Single by Royal Blood

from the album Typhoons
- Released: 21 January 2021
- Recorded: 2020
- Genre: Dance-rock; alternative rock;
- Length: 3:57
- Label: Warner
- Composers: Mike Kerr; Ben Thatcher;
- Lyricist: Mike Kerr
- Producer: Royal Blood

Royal Blood singles chronology
| "Trouble's Coming" (2020) | "Typhoons" (2021) | "Limbo" (2021) |

= Typhoons (song) =

"Typhoons" is a song by English rock band Royal Blood, and was released on 21 January 2021 as the second single from their third studio album of the same name. The song reached number 63 on the UK Singles Chart.

==Composition==
"Typhoons" is a song about being lost in one's own thoughts. In an interview with NME, Mike Kerr described how he believed "everyone can get lost in their own mind, and they can have dark spells in their own mind," and that he "wanted to write a song that recognised them, but was also uplifting and empowering." Musically, the song has been described as dance-rock and alternative rock.

---

| Exercise tasks |
a) Answer these from the Typhoons song article:
(i) Which label released the single?
(ii) What position did the song reach on the UK Singles Chart?
(iii) Which publication interviewed Mike Kerr about the song?
b) In the Typhoons song article, condense the paragraph beginning "\"Typhoons\" is a song about being lost" into a short bulleted list that keeps its main facts.
c) Pull out, word for word, everything in the Typhoons song article from "Royal Blood singles" down to "UK Singles Chart.".
Rely only on the Typhoons song article.

---

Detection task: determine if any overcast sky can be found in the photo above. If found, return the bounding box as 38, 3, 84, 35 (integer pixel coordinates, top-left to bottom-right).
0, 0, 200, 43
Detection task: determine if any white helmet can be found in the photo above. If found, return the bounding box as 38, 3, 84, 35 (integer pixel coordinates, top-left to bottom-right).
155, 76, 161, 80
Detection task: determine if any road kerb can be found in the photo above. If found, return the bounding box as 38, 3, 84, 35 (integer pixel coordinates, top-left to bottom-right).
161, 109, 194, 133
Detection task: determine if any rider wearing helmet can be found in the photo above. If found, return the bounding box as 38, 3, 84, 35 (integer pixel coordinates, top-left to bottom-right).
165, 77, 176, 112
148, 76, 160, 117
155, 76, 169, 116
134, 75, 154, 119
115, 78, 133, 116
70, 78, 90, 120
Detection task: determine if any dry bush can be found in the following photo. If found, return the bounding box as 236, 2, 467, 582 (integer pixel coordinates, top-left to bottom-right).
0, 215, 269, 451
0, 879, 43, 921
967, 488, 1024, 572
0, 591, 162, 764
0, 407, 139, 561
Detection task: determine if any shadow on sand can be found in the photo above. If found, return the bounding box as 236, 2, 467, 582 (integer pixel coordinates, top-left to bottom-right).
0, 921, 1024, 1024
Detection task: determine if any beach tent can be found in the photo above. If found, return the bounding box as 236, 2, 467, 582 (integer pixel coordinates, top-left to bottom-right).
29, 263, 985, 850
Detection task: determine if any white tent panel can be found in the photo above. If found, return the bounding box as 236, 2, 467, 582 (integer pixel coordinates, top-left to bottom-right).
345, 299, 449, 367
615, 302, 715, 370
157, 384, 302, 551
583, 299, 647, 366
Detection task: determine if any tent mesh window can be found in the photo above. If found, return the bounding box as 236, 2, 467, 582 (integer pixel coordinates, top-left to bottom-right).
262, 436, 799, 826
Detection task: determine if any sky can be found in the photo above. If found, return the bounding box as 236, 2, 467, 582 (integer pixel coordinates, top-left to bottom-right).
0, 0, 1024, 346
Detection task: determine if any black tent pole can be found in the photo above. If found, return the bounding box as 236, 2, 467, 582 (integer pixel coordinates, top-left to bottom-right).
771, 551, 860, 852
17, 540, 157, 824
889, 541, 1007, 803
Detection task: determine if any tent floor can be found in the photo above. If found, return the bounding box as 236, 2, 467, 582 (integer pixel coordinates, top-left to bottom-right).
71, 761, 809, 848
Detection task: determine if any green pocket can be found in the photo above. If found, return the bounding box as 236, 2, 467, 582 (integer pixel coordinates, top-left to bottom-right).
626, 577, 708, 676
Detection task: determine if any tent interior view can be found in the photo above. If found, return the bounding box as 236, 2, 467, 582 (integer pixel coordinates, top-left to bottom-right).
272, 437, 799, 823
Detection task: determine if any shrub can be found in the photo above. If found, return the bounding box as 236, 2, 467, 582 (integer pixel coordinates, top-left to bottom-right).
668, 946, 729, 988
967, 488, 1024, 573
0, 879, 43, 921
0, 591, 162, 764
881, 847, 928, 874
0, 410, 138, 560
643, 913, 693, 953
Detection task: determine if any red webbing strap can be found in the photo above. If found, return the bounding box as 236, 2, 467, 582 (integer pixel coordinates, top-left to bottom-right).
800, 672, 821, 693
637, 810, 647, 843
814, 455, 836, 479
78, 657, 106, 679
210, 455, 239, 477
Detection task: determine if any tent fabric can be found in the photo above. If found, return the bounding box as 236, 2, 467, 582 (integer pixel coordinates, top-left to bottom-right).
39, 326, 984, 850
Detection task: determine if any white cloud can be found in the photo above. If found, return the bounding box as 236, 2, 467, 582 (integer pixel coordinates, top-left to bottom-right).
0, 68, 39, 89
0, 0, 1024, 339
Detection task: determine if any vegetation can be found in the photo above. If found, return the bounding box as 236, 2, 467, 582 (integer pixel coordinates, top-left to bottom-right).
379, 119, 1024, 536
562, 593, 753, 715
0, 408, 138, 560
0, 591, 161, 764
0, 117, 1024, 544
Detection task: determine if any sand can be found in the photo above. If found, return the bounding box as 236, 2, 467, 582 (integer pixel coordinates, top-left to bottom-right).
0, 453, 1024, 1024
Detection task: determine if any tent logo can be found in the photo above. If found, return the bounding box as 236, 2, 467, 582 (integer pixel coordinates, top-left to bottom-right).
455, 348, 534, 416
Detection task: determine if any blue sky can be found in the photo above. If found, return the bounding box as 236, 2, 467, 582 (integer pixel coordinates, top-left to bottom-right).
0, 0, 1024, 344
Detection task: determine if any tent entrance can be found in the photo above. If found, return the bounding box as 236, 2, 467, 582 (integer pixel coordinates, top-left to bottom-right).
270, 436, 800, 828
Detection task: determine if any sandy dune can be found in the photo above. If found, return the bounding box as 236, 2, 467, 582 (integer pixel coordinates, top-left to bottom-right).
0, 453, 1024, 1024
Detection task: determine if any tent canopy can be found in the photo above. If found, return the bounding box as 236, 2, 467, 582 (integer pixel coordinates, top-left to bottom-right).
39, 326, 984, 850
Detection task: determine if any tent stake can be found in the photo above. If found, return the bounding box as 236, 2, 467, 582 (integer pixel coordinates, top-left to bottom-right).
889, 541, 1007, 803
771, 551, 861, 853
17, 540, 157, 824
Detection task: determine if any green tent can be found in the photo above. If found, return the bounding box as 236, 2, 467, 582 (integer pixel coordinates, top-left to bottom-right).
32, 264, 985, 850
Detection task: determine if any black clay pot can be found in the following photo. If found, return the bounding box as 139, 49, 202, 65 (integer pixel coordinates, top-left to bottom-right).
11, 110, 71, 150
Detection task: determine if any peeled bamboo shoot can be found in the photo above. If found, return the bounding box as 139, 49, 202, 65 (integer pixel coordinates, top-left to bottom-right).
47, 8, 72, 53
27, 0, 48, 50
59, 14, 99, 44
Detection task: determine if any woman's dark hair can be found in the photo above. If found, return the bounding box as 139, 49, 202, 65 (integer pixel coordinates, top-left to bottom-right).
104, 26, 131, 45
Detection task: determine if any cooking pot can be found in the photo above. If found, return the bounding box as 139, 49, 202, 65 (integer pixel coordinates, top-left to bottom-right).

---

| Answers to the exercise |
a)
(i) Warner
(ii) Number 63
(iii) NME

b)
- The song is about being lost in one's own thoughts.
- Mike Kerr told NME that everyone can get lost in their own mind and have dark spells there.
- He wanted the song to recognize those spells while being uplifting and empowering.
- Musically, it has been described as dance-rock and alternative rock.

c)
Royal Blood singles chronology
| "Trouble's Coming" (2020) | "Typhoons" (2021) | "Limbo" (2021) |

= Typhoons (song) =

"Typhoons" is a song by English rock band Royal Blood, and was released on 21 January 2021 as the second single from their third studio album of the same name. The song reached number 63 on the UK Singles Chart.